▸ **About this task**
Scan the data for "rough" and copy each matching line.

▸ **Data section**
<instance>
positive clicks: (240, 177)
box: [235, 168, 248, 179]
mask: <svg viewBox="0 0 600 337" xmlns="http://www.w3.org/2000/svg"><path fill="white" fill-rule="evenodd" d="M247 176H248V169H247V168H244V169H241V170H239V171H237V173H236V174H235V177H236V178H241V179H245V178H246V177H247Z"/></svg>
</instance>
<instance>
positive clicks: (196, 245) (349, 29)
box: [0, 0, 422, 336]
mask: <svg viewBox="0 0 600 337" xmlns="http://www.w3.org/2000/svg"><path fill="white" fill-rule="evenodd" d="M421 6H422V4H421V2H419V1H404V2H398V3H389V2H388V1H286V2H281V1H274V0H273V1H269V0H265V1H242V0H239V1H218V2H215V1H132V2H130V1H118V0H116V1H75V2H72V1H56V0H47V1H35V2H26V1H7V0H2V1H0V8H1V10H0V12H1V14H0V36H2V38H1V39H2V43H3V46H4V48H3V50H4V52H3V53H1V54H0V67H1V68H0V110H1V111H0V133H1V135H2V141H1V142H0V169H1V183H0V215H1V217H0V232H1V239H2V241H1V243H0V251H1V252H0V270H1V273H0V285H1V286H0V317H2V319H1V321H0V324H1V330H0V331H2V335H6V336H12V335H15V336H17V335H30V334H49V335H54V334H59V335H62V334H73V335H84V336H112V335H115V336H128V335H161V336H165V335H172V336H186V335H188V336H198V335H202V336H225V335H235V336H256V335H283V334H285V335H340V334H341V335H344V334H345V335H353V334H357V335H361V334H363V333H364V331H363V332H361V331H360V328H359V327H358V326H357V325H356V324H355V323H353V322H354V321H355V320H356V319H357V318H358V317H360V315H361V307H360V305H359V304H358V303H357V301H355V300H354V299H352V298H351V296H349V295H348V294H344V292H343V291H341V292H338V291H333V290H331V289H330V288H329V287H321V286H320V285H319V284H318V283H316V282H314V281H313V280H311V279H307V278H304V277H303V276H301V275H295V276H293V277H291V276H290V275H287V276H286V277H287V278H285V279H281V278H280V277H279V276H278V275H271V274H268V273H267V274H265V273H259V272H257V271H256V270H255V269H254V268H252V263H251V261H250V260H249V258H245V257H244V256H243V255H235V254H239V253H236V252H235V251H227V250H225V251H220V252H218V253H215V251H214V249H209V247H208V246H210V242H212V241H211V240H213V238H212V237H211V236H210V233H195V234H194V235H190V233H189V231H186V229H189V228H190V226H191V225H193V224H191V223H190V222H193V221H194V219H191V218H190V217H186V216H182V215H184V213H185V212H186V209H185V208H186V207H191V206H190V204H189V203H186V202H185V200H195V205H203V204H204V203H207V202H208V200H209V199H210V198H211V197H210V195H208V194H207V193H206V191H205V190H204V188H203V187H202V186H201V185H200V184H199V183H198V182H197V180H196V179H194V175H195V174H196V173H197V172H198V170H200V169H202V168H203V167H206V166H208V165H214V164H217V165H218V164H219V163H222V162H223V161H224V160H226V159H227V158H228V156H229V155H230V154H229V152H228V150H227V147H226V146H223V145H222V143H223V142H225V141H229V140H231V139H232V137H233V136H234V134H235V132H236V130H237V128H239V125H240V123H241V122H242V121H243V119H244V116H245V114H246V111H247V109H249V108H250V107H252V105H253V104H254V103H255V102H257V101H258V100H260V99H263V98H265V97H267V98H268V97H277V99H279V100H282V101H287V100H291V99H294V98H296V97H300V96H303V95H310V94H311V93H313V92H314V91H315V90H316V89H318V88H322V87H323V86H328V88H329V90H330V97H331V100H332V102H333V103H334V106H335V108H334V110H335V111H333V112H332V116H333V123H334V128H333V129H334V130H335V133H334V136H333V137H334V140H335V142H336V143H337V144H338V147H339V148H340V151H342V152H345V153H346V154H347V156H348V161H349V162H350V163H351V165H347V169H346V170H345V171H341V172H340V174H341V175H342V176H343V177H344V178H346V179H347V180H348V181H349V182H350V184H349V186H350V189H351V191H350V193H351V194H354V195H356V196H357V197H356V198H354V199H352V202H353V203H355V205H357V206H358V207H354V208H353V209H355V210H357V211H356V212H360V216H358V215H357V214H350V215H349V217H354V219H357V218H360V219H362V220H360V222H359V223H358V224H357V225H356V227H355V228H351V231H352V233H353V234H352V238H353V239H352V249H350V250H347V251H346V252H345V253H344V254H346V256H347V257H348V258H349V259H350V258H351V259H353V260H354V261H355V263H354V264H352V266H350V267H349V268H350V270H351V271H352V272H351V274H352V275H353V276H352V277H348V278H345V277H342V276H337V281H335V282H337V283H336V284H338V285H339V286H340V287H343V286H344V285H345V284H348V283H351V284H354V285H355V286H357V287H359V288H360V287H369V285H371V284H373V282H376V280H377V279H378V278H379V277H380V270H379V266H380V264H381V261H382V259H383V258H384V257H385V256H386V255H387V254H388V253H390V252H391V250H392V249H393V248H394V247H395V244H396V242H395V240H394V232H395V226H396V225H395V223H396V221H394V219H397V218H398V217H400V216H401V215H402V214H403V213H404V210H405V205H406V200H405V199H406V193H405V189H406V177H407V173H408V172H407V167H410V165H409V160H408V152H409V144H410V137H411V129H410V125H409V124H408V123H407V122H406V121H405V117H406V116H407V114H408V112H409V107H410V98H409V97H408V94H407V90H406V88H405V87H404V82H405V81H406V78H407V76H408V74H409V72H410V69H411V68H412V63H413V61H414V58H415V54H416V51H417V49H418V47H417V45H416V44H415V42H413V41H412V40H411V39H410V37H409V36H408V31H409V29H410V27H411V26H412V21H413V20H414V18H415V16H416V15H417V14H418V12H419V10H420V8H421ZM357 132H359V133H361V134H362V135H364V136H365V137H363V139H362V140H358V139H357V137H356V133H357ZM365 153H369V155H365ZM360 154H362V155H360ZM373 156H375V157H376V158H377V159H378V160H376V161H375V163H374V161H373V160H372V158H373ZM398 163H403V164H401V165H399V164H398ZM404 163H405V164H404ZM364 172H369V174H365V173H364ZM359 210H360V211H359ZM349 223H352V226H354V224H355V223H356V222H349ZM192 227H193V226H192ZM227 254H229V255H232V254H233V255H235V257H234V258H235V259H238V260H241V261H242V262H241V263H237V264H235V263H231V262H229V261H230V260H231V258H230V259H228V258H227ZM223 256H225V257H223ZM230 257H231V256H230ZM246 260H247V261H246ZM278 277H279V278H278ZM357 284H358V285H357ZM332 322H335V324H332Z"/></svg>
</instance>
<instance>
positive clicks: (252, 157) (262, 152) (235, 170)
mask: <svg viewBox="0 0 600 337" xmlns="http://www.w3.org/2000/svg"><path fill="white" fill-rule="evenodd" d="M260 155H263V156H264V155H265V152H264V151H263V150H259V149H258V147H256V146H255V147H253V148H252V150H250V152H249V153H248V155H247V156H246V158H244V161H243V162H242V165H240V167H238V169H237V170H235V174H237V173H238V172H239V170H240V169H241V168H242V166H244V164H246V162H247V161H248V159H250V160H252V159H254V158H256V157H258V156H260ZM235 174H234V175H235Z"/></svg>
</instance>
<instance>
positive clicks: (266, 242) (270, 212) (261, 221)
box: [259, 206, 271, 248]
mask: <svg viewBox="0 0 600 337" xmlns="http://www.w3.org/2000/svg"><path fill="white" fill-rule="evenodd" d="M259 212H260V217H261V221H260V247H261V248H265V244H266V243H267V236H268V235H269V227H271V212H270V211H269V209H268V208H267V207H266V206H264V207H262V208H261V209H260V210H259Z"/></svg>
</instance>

--

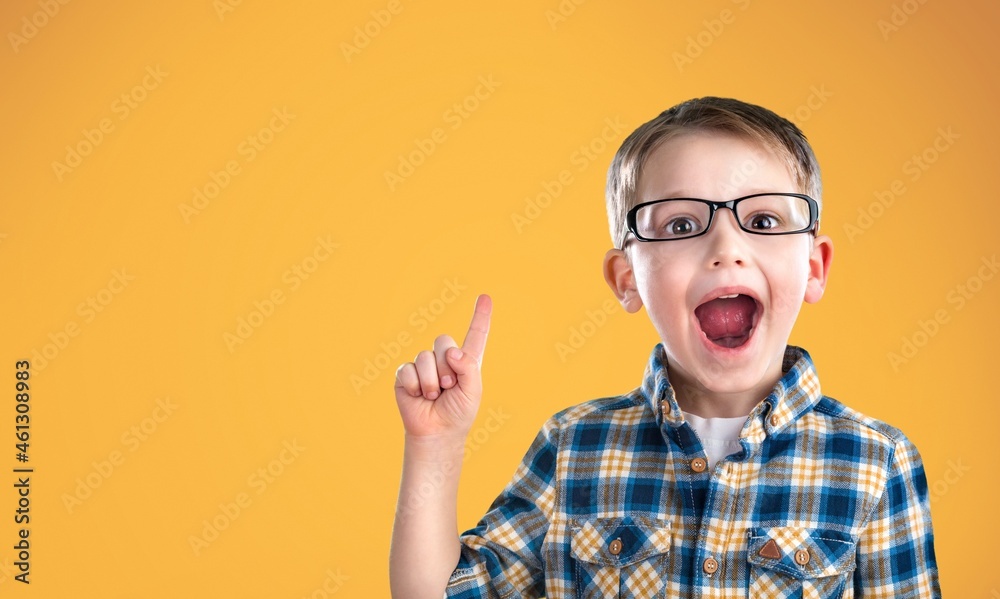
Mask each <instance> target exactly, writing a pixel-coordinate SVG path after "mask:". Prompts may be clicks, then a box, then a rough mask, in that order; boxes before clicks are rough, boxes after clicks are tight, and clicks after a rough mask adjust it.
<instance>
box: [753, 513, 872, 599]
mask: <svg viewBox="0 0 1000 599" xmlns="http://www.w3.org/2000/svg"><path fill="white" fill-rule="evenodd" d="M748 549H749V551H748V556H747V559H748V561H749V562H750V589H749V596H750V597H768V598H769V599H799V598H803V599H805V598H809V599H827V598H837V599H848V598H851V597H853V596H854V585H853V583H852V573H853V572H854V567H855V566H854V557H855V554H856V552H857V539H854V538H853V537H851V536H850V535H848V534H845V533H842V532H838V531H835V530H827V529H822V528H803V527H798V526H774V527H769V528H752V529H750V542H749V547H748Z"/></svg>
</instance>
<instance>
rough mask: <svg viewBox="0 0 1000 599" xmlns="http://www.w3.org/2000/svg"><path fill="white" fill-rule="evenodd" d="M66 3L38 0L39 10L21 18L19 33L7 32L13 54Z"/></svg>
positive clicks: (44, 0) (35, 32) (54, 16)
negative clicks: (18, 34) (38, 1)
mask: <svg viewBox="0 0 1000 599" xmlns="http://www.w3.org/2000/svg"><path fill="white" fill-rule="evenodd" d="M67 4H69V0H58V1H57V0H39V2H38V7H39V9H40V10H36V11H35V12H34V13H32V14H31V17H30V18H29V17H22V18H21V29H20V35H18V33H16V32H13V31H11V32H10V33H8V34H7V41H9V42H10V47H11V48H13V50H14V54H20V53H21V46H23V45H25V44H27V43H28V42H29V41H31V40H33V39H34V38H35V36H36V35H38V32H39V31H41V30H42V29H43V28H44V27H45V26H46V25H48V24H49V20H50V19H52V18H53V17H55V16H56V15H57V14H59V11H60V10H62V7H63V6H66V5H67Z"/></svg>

▸ **Result**
Mask each <instance> target exactly, writing a pixel-coordinate SVG path after "mask:". Prompts may be clicks, then a box, then a rough mask, in that order; boxes before clicks are rough, boxes after clicks are tight, and clicks after a rough mask adjust it.
rough mask: <svg viewBox="0 0 1000 599" xmlns="http://www.w3.org/2000/svg"><path fill="white" fill-rule="evenodd" d="M66 3L38 0L39 10L21 18L19 33L7 32L13 54Z"/></svg>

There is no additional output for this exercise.